• **TASK GOAL**: Set down all of the entries word for word, omitting the images they contain.

Dataset excerpts on object pointing:
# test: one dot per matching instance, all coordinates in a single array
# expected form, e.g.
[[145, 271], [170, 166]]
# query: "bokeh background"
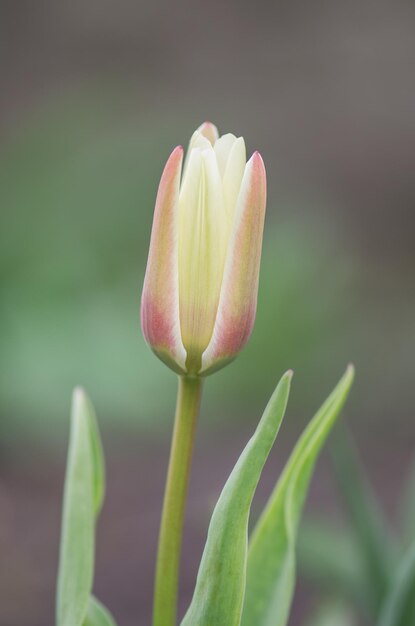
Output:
[[93, 97]]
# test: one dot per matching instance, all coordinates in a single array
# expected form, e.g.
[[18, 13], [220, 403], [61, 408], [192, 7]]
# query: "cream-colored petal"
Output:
[[202, 250], [160, 298], [209, 130], [223, 148], [232, 179], [237, 304]]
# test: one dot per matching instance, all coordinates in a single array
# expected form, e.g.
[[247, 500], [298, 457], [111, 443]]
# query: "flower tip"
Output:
[[78, 393], [350, 369], [209, 131]]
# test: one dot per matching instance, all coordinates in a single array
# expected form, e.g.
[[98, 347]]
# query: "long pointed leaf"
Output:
[[98, 615], [219, 591], [271, 556], [83, 494]]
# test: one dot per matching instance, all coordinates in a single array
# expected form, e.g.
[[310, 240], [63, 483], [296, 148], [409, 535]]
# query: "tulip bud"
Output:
[[200, 289]]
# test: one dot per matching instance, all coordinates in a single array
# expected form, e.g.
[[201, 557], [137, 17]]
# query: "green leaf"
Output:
[[399, 606], [374, 538], [98, 615], [220, 585], [83, 493], [271, 555]]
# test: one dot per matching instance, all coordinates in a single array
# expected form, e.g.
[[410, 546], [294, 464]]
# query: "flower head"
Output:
[[200, 289]]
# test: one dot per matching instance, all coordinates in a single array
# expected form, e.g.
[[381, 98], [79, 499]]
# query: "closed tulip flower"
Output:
[[201, 283]]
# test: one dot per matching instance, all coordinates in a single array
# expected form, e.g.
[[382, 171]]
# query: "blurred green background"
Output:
[[94, 95]]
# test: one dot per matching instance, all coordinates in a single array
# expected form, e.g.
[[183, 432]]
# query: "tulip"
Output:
[[200, 289]]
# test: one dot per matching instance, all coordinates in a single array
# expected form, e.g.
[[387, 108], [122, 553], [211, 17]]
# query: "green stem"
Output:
[[171, 529]]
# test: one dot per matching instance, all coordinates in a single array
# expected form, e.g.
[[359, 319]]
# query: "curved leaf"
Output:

• **ANSWER FOR THIS EXERCISE**:
# test: one dot per matching instance, all coordinates in a single array
# expected form, e.g.
[[145, 271], [170, 166]]
# query: "bokeh background"
Output:
[[93, 97]]
# test: one dot per matching instance, all coordinates in a single array
# expected form, e.g.
[[18, 13], [220, 403], [61, 408], [192, 7]]
# query: "cream-colored petal"
Output:
[[202, 250], [160, 298], [209, 130], [223, 148], [232, 179], [237, 304]]
# test: one dot per matching instance, all coordinates in a single array
# expected form, e.g.
[[247, 500], [298, 457], [111, 443]]
# query: "flower tip"
Output:
[[78, 393], [350, 369], [209, 131]]
# test: one dot per matching instance, all coordinates in a single array
# expected form, e.g.
[[98, 347]]
# query: "long pointed leaf"
Output:
[[98, 615], [219, 591], [271, 556], [83, 494]]
# test: one dot per matching instance, all coordinates in a single array
# expected form, e.g.
[[310, 240], [63, 483], [296, 148], [409, 535]]
# query: "tulip bud"
Output:
[[200, 289]]
# test: one dot per matching instance, all coordinates in a single array
# expected form, e.g.
[[201, 557], [137, 17]]
# query: "green leaf"
Output:
[[399, 606], [374, 538], [98, 615], [220, 585], [83, 493], [271, 555]]
# test: one dot per matching instance, all coordinates in a single array
# expected form, e.g.
[[410, 546], [294, 464]]
# query: "flower head"
Output:
[[200, 289]]
# test: one dot per matching instance, all coordinates in a single array
# expected form, e.g.
[[381, 98], [79, 499]]
# query: "closed tulip flower"
Output:
[[201, 283]]
# test: one dot per matching instance, all coordinates in a single array
# expected form, e.g.
[[382, 171]]
# query: "blurred green background"
Output:
[[94, 95]]
# test: one dot per matching instance, all coordinates in a single array
# expected form, e.g.
[[183, 432]]
# query: "tulip"
Output:
[[200, 289]]
# test: one dot per matching instance, all coordinates in a single array
# expected form, e.g.
[[387, 108], [122, 553], [211, 17]]
# query: "green stem"
Output:
[[171, 529]]
# test: one dot per matching instance, all coordinates in a single array
# expected form, e.g.
[[359, 319]]
# query: "curved leaf"
Output:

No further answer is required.